▶ [What you need to do] Your job is to return every line of the listing holding the string "garden".

▶ [Materials provided]
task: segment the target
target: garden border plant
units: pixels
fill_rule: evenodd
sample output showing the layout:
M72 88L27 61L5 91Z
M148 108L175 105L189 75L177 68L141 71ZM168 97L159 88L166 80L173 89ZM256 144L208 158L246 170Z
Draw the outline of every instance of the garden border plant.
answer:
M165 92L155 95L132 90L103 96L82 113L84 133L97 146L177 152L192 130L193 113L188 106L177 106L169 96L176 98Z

* * *

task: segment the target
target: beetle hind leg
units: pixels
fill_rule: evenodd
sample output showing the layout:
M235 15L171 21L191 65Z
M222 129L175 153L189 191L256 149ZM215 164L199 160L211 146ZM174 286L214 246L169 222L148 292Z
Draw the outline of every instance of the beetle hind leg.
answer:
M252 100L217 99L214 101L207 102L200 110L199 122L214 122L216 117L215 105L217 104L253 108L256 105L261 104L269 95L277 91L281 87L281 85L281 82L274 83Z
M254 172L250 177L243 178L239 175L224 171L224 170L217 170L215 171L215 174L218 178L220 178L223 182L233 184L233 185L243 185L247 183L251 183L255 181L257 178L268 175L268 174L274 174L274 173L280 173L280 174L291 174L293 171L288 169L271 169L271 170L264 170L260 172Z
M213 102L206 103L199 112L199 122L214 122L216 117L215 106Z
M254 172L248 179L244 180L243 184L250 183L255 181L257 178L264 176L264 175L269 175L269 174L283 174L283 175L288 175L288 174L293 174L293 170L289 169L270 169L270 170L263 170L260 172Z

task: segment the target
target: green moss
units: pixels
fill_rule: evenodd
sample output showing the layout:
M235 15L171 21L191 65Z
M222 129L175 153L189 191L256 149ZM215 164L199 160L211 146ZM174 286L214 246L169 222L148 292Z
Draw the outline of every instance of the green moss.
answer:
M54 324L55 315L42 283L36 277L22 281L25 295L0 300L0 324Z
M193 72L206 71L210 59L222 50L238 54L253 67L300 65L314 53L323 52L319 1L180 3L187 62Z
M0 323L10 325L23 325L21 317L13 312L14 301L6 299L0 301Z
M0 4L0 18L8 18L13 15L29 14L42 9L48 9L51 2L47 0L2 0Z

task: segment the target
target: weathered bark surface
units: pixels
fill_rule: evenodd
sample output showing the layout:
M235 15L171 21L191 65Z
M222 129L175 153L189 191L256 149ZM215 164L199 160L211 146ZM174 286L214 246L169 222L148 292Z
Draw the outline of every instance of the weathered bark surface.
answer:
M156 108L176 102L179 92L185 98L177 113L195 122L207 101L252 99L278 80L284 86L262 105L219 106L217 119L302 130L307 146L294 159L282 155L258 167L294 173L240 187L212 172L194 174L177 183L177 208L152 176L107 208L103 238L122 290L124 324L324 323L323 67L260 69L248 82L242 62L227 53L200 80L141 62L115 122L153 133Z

▶ [Result for this task]
target: garden border plant
Draw the outline of every instance of the garden border plant.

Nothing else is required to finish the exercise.